Data extract:
Start

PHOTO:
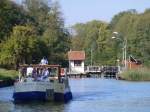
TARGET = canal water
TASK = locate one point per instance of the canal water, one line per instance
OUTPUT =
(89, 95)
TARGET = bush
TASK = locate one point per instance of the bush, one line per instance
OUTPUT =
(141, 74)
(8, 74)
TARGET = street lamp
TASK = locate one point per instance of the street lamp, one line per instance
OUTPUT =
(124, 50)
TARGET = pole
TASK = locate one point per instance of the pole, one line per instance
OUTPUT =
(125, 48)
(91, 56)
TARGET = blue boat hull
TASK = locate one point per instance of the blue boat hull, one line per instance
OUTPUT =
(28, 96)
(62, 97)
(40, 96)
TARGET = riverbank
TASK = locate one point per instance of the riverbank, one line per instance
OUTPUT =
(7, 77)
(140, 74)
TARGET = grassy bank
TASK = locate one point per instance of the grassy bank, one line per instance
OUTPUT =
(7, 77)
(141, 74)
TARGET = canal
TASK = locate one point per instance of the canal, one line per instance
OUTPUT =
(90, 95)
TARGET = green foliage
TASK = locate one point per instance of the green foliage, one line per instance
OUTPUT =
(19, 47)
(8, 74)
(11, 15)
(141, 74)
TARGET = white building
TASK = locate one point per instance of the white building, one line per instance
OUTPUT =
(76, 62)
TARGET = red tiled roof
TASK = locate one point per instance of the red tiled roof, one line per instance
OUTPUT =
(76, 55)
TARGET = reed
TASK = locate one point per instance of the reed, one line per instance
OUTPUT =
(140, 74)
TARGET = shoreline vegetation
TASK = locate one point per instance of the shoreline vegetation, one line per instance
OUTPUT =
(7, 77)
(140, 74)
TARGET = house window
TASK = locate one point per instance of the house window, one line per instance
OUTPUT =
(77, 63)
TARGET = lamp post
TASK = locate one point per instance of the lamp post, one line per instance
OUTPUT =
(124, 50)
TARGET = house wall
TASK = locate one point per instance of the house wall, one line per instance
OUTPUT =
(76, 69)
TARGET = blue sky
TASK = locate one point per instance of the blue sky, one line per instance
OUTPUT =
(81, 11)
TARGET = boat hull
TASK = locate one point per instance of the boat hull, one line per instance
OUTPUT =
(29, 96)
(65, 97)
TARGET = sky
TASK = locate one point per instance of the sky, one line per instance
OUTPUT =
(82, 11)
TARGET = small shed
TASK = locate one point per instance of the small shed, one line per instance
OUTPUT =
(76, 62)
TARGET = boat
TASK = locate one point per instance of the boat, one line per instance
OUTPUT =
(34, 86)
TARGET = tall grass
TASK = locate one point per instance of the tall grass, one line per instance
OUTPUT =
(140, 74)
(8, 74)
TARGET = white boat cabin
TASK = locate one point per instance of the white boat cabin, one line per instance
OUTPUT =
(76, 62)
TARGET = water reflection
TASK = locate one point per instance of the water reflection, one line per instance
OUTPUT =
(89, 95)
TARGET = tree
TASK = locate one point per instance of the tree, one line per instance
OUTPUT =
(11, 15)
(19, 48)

End
Start

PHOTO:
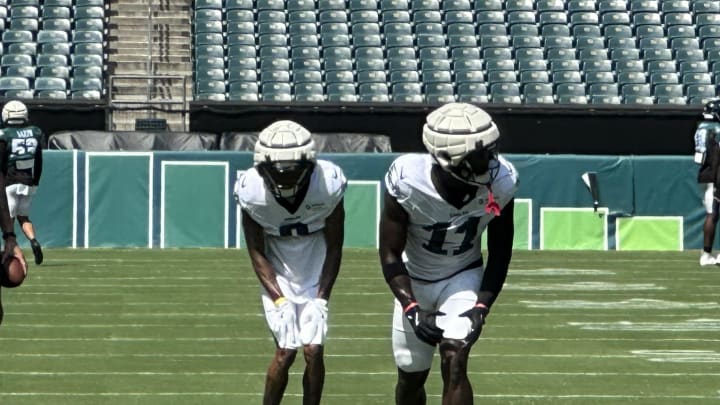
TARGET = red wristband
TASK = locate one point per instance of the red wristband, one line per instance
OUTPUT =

End

Task objective:
Return every line of the records above that contains the word "tiled". Case counts.

Answer for this exercise:
TARGET = red tiled roof
TASK = locate one point per instance of the red tiled roof, one line per instance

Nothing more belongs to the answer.